> [EXERCISE BRIEF]
Scan the material below for the string "white", and copy every line where it shows up.

> [AVAILABLE DATA]
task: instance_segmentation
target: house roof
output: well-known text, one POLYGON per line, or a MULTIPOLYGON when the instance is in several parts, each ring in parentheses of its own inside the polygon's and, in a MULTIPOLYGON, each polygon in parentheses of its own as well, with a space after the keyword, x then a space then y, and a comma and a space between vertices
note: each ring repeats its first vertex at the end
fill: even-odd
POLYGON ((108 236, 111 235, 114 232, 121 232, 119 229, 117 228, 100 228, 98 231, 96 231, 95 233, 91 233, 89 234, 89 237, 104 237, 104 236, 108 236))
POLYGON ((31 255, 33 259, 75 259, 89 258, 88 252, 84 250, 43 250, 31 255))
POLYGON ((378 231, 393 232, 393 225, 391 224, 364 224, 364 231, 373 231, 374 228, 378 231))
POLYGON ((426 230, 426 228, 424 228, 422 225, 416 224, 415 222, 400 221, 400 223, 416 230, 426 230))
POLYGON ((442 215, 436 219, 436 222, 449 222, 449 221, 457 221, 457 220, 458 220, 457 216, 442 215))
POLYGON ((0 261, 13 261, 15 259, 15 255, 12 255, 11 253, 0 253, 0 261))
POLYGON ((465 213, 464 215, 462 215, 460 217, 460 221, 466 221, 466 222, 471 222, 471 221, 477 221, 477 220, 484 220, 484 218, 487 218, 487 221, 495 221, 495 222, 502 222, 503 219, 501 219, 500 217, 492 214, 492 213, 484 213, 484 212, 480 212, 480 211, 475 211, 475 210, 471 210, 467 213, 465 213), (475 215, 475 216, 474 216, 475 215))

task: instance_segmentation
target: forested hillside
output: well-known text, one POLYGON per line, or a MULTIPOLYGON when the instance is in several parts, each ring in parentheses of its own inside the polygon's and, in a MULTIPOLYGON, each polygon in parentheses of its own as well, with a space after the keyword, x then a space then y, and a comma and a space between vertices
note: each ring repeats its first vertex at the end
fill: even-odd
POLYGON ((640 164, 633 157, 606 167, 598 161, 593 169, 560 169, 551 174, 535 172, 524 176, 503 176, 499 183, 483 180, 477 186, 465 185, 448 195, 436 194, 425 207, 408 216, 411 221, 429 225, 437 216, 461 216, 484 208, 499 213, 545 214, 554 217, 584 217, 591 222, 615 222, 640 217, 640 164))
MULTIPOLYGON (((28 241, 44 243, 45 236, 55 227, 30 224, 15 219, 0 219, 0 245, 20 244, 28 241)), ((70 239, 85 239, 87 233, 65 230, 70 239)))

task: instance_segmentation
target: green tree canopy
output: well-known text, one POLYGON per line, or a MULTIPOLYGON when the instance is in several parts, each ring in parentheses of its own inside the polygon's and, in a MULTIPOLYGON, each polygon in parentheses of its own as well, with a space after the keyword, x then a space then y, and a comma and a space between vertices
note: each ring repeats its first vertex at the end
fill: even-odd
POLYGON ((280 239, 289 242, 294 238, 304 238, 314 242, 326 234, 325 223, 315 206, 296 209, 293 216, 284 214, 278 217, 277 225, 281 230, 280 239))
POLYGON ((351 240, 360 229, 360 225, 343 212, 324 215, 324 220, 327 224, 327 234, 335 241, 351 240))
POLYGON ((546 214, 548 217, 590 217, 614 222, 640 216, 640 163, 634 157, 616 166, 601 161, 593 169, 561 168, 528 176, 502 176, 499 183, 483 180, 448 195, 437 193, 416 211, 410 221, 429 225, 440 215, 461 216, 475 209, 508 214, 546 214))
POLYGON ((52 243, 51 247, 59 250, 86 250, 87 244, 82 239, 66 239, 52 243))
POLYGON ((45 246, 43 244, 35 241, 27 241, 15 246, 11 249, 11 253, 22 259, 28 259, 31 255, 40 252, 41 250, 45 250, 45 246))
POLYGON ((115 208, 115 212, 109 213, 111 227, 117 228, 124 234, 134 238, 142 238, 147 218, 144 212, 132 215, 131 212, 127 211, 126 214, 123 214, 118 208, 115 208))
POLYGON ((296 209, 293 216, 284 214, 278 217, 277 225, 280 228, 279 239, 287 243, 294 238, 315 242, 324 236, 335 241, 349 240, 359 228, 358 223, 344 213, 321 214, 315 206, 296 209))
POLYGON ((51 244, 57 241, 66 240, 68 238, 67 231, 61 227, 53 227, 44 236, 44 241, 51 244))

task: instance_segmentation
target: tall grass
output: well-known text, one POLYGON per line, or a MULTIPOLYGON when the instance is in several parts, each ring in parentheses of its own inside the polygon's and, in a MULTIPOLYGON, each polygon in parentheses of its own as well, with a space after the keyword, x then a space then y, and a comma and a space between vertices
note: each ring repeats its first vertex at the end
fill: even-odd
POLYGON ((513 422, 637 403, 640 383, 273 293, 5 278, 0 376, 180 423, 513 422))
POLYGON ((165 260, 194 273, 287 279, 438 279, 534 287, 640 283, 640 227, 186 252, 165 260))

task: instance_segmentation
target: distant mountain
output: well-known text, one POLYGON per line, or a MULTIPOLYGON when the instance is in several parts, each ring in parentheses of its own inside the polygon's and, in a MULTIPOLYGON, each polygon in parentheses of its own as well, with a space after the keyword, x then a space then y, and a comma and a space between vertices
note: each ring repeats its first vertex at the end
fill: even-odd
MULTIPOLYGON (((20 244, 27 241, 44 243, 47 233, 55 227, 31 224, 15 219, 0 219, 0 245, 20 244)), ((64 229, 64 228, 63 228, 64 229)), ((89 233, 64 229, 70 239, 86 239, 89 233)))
* * *
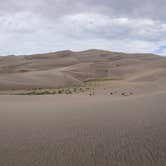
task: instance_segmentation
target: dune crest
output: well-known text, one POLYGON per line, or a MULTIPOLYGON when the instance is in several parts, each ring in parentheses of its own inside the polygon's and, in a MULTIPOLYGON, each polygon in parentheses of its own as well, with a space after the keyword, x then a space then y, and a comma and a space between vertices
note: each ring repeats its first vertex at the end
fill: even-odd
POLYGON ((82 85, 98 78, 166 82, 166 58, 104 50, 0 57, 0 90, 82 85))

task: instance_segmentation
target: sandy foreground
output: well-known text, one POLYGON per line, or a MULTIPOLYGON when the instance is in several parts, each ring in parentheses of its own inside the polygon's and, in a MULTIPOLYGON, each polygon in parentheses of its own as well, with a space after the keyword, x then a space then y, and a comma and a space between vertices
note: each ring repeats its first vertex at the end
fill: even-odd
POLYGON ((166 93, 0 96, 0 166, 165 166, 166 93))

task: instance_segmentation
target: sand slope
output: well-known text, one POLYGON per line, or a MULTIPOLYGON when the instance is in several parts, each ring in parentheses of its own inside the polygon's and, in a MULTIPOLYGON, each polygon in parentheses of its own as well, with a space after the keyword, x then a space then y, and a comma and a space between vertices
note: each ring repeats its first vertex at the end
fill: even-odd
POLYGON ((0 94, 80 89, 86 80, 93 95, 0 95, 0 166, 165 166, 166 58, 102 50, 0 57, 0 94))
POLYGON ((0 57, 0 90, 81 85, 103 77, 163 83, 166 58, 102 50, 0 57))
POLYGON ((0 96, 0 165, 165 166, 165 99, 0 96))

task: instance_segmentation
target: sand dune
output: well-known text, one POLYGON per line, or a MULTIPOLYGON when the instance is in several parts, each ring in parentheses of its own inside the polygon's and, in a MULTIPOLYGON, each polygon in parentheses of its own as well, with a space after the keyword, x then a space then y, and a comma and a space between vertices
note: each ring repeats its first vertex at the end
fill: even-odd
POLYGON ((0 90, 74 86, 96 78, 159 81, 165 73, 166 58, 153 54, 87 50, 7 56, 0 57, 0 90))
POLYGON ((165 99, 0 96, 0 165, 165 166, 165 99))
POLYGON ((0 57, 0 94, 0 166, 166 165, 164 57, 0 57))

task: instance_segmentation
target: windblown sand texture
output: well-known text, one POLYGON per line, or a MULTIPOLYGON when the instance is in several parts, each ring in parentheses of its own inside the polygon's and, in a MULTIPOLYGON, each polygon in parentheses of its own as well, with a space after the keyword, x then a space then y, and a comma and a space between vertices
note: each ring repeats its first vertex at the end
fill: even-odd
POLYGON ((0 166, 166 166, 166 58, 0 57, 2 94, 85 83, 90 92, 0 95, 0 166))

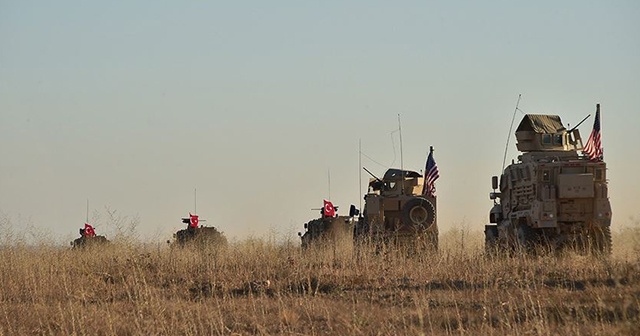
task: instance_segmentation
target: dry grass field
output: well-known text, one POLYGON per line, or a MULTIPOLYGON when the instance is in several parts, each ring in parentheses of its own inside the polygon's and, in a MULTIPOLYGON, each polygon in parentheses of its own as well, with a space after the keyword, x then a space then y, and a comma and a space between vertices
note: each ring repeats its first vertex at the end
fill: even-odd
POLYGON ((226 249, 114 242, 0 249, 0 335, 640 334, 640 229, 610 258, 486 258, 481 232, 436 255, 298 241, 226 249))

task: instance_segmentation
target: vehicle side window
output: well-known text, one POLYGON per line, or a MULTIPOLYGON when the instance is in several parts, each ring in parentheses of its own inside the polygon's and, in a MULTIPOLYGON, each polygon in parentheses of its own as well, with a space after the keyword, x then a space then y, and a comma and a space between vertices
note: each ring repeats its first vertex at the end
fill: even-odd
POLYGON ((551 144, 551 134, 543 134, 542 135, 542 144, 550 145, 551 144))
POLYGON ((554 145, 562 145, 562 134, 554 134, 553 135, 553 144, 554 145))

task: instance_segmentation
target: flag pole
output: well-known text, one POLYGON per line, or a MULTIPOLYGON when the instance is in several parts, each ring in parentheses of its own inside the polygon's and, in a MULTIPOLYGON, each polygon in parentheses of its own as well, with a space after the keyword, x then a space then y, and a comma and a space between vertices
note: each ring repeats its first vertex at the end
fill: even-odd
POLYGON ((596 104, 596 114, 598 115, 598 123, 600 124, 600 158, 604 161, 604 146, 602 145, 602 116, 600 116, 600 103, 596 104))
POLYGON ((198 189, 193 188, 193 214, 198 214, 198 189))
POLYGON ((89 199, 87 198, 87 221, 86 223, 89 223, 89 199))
* * *
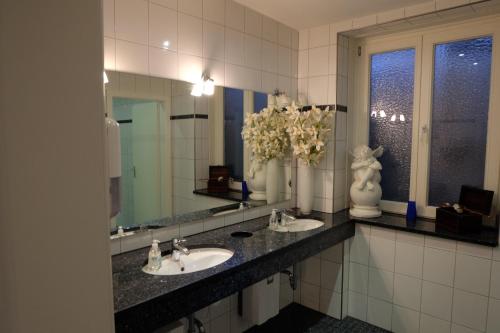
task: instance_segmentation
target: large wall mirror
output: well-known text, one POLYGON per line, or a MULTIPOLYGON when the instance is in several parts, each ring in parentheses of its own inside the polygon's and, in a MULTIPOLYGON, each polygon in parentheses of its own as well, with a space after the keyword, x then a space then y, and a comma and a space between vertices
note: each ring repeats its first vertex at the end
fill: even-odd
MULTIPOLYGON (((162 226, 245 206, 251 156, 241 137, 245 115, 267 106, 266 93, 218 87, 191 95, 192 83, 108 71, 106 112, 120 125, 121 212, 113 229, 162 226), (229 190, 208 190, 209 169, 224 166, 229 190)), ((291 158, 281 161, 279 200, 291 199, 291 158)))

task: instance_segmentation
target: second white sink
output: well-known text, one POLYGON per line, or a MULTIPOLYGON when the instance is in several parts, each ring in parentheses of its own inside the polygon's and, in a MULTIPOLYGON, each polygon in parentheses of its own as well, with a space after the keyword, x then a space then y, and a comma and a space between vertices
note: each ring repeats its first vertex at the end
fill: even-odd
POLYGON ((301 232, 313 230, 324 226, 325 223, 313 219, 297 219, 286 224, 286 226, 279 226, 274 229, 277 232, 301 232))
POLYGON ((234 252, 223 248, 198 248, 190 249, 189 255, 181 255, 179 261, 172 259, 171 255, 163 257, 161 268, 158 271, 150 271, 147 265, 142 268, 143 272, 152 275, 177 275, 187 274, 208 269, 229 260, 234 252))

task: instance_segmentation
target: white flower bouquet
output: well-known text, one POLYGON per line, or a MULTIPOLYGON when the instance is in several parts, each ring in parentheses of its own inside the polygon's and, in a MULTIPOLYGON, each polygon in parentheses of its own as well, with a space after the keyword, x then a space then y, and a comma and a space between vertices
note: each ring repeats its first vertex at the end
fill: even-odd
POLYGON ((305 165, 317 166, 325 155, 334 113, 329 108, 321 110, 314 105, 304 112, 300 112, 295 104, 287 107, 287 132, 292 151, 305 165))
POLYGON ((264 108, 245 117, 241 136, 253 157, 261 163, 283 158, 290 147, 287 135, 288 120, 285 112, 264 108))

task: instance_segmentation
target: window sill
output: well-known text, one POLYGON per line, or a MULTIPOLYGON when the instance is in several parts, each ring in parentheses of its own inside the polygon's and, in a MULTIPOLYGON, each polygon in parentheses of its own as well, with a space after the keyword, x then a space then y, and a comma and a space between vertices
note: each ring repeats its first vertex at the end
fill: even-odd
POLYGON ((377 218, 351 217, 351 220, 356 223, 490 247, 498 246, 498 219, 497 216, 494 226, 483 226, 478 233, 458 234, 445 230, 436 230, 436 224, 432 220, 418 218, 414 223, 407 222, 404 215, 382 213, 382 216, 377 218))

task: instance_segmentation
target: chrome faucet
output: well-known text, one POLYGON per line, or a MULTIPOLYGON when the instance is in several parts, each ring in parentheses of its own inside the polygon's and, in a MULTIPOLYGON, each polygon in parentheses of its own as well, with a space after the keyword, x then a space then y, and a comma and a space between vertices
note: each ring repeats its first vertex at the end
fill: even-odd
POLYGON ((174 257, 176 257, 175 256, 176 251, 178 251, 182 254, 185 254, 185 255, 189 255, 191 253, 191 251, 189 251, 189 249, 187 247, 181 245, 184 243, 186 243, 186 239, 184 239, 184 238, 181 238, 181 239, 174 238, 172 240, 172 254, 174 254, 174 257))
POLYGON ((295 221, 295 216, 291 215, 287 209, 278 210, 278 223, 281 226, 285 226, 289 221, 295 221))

> [ANSWER SECTION]
target: second white sink
target: white flower bouquet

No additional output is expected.